▸ Work instruction
From the line containing "Could you please point out the tortilla" down to the last line of the records below, give every line again without any change.
** Source material follows **
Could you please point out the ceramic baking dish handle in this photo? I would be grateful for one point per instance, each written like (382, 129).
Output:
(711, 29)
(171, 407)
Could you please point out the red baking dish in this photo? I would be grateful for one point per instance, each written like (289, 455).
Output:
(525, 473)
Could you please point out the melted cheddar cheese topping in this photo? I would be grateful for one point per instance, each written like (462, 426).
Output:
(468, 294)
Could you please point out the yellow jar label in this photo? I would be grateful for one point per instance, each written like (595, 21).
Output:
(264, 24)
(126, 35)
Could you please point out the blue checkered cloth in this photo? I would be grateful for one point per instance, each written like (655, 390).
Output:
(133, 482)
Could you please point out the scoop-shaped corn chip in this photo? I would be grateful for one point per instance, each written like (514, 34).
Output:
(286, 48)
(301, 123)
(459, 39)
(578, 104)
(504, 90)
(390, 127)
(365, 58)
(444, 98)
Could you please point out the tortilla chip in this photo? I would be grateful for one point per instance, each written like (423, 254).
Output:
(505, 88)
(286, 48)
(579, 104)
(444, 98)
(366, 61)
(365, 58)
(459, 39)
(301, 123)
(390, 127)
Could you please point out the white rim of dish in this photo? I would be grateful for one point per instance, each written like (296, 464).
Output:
** End of Source material **
▸ Response to the task
Could you please point out the tortilla chip in this photo? I would be grateful for one point per instance, each written like (423, 254).
Output:
(505, 88)
(286, 48)
(579, 104)
(444, 98)
(366, 61)
(365, 58)
(459, 39)
(301, 123)
(390, 127)
Could you please point out the white rim of dish in this photo? I would be grateful for one point per instance, each written like (296, 464).
Output:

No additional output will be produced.